===== DOCUMENT SOURCE
Michelle Bachelet, Haute-Commissaire des Nations Unies aux droits de l’homme, 24 février 2020

Une prévention efficace nécessite l’identification rapide des risques afin de pouvoir concevoir et mettre en œuvre des mesures de prévention ou d’atténuation. Cela s’applique aussi bien à la prévention de violations des droits de l’homme qu’à la prévention de conflits ou de crises plus larges. Le HCDH s’emploie à développer ses moyens d’alerte rapide, car il est fermement convaincu que l’analyse fondée sur les droits de l’homme présente une valeur ajoutée évidente pour les objectifs des Nations Unies en matière d’alerte rapide et de prévention, et ce pour tous les piliers de l’organisation.

Envisager le système international des droits de l’homme comme un système d’alerte rapide

Le système des droits de l’homme des Nations Unies est conçu pour aider les États à identifier les violations réelles ou potentielles des droits de l’homme et à mettre en place des mesures afin d’y mettre fin et d’éviter qu’elles ne se reproduisent à l’avenir. Les mécanismes des droits de l’homme, tels que les organes conventionnels et les procédures spéciales, sont des éléments essentiels du système qui peuvent aider à identifier les facteurs de risque et recommander des actions pour remédier aux violations des droits de l’homme et éviter leur répétition. La surveillance des droits de l’homme, qui consiste à évaluer une situation réelle par rapport aux normes internationales des droits de l’homme, est un outil essentiel pour identifier les violations.

Par ailleurs, le système des droits de l’homme peut servir un objectif plus général en émettant des alertes rapides au sujet de risques plus larges de conflit ou de crise. Il existe des preuves montrant que les violations des droits de l’homme, en particulier lorsqu’elles sont généralisées et systématiques, peuvent indiquer un risque accru de conflit, de violence ou d’instabilité, car elles constituent souvent les facteurs sous-jacents à long terme ou les déclencheurs à court terme de conflit ou d’instabilité. Le Conseil de sécurité a reconnu que les atteintes graves aux droits de l’homme ne sont pas seulement une conséquence des conflits, mais « peuvent être un indice annonciateur d’une plongée dans un conflit ou d’une escalade d’un conflit » et que la mise en œuvre au niveau national des obligations en matière de droits de l’homme peut « contribuer [...] à une prévention prompte des conflits » (S/RES/2171(2014).

Plusieurs mécanismes des droits de l’homme s’emploient à développer des moyens d’alerte rapide en vue d’identifier de manière précoce les violations des droits de l’homme, ainsi que les effets découlant des conflits ou des crises que ces violations peuvent générer.
==========
_CONSIGNE 1_. Reproduisez mot pour mot le passage du document source allant de « Une prévention efficace » jusqu'à « piliers de l’organisation. » inclus.
_CONSIGNE 2_.
Répondez aux questions suivantes à l'aide du document source.
(a) Quelle date figure à côté du nom de Michelle Bachelet ?
(b) Quels deux mécanismes des droits de l'homme sont cités en exemple ?
(c) En quoi consiste la surveillance des droits de l'homme ?
_CONSIGNE 3_. Reprenez le document source sur l'alerte rapide et poursuivez-le à partir de sa dernière phrase.
===== EXTRAIT DE DONNÉES
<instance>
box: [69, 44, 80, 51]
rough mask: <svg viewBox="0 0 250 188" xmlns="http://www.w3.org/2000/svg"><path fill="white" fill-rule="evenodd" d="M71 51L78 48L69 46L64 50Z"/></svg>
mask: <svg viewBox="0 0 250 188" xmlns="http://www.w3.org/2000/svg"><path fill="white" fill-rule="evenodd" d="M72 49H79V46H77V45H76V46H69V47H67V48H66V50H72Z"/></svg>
==========
_ZONE DE RÉPONSE 1_.
Une prévention efficace nécessite l’identification rapide des risques afin de pouvoir concevoir et mettre en œuvre des mesures de prévention ou d’atténuation. Cela s’applique aussi bien à la prévention de violations des droits de l’homme qu’à la prévention de conflits ou de crises plus larges. Le HCDH s’emploie à développer ses moyens d’alerte rapide, car il est fermement convaincu que l’analyse fondée sur les droits de l’homme présente une valeur ajoutée évidente pour les objectifs des Nations Unies en matière d’alerte rapide et de prévention, et ce pour tous les piliers de l’organisation.

_ZONE DE RÉPONSE 2_.
(a) Le 24 février 2020.
(b) Les organes conventionnels et les procédures spéciales.
(c) Elle consiste à évaluer une situation réelle par rapport aux normes internationales des droits de l'homme.

_ZONE DE RÉPONSE 3_.
À la suite du génocide rwandais, le Comité pour l’élimination de la discrimination raciale a développé des procédures d’alerte rapide et d’intervention d’urgence pour tenter de prévenir les violations graves de la Convention. Ses mesures d’alerte rapide visent à empêcher que des problèmes existants ne dégénèrent en conflits. Elles peuvent comprendre des mesures visant à instaurer la confiance pour déterminer et appuyer tout ce qui peut favoriser et renforcer la tolérance raciale, en vue notamment de prévenir la reprise d’un conflit antérieur.

Dans ses travaux, la Commission d’enquête sur le Burundi a adopté une approche préventive, conformément aux principes d’alerte rapide et de prévention, en cherchant à identifier des facteurs de risque et des mesures de prévention. La prévention fait de plus en plus partie des mandats des mécanismes des droits de l’homme, notamment des mandats des procédures spéciales et des commissions d’enquête.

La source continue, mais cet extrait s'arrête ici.